Set problem: Rewrite the data beginning with the line that contains "every gabled roof." and continuing through the line that contains "[148,347,187,380]", keeping every request line unchanged. In the answers, shift each bounding-box coordinate by adding 124 to it.

Dataset excerpts:
**********

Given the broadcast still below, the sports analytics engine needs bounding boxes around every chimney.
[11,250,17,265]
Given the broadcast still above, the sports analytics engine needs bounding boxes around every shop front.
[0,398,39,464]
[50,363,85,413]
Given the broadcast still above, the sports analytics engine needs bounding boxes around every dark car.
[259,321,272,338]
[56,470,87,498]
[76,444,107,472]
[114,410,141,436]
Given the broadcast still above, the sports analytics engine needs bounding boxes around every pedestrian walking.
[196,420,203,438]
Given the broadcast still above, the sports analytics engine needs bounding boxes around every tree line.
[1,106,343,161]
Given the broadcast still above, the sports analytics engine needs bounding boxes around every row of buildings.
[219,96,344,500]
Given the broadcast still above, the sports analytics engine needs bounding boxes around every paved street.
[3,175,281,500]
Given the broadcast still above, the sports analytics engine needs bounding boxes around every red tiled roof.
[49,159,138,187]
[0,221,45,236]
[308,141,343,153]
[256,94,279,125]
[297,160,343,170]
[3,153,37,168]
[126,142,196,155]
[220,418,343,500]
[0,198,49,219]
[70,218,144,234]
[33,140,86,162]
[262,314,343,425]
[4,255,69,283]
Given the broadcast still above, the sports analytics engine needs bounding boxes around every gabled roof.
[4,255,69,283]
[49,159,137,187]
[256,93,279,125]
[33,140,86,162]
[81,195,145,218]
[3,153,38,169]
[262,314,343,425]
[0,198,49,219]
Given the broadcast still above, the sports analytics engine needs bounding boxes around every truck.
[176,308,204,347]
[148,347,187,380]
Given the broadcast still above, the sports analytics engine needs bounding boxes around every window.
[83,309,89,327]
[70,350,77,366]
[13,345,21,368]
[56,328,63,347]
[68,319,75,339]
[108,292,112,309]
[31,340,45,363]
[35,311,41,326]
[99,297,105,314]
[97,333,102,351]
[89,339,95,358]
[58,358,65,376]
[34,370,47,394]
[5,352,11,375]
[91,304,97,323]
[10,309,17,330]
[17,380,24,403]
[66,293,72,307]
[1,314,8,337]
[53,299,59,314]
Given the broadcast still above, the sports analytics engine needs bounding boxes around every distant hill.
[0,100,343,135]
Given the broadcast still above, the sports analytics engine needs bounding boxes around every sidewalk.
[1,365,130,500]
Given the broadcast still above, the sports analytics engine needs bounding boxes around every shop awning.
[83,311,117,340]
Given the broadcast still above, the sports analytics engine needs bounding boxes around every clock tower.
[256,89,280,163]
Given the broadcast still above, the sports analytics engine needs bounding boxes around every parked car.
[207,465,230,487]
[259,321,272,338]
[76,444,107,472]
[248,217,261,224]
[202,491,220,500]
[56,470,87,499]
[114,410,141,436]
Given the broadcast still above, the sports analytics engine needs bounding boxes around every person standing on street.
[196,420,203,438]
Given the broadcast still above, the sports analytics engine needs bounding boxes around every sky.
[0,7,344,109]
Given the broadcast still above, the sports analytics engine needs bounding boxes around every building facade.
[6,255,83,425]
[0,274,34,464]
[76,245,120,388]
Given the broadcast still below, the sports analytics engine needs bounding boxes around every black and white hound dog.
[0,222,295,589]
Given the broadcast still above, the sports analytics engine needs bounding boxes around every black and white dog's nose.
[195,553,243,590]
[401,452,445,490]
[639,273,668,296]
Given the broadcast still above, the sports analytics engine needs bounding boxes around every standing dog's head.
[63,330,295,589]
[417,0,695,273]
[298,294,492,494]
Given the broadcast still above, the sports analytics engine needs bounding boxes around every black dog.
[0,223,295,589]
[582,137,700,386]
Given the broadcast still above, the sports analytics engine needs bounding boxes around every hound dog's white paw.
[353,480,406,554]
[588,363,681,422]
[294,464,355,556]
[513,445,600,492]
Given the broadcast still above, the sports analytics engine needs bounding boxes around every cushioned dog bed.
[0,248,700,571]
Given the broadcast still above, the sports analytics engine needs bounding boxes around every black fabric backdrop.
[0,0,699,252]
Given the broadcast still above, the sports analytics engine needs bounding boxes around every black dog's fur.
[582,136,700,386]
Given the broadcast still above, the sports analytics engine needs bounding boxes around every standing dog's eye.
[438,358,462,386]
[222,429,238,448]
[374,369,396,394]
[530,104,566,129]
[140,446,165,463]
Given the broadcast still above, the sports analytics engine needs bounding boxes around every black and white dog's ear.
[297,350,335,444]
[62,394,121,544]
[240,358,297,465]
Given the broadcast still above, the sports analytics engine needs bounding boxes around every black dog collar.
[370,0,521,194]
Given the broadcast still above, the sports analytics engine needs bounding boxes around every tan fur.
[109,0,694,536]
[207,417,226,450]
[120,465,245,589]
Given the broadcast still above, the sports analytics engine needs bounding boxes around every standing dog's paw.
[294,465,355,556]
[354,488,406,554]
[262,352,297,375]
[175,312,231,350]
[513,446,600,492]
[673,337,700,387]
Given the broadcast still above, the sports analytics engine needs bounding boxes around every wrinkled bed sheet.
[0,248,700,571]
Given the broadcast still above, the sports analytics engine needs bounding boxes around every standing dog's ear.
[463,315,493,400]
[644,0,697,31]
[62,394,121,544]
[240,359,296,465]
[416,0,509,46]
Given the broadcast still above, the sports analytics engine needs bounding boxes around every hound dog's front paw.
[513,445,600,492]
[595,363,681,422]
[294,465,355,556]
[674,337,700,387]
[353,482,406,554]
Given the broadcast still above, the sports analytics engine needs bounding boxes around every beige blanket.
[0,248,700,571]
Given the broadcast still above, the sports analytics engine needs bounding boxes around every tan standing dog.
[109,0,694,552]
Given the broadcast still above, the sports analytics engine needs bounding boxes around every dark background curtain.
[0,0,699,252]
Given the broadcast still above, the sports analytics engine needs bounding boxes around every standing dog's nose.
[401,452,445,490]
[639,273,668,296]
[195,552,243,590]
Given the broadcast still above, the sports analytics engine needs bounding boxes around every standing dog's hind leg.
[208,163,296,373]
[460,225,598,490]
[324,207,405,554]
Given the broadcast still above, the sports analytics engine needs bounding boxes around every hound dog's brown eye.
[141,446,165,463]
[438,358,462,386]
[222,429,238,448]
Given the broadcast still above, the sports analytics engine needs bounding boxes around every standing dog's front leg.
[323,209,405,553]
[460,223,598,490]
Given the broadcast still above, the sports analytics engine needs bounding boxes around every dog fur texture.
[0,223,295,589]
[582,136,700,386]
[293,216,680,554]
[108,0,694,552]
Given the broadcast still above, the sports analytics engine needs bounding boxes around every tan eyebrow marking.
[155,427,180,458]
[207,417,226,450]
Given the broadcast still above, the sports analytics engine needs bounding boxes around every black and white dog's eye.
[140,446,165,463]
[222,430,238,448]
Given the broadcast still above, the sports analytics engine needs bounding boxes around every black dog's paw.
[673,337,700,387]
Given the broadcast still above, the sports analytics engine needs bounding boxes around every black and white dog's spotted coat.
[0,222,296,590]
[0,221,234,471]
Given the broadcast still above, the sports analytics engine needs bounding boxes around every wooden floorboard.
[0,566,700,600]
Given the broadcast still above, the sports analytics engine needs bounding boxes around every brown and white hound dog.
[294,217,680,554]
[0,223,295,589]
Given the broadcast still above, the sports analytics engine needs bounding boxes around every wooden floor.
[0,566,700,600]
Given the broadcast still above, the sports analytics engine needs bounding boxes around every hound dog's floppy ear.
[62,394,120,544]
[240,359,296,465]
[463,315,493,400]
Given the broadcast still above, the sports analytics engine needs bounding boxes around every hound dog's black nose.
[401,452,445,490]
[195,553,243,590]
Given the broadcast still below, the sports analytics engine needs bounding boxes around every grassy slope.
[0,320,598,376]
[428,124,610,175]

**********

Written response:
Given the broadcast still above, the sports analytics engine needs bounding boxes around every gabled roof.
[128,379,193,407]
[173,283,261,311]
[380,217,403,249]
[157,264,210,286]
[205,319,269,342]
[127,277,162,293]
[386,438,467,549]
[124,322,173,343]
Given the broadcast still above, the sports analytics engine needs bounding boxes around every truck.
[300,432,328,471]
[272,471,311,504]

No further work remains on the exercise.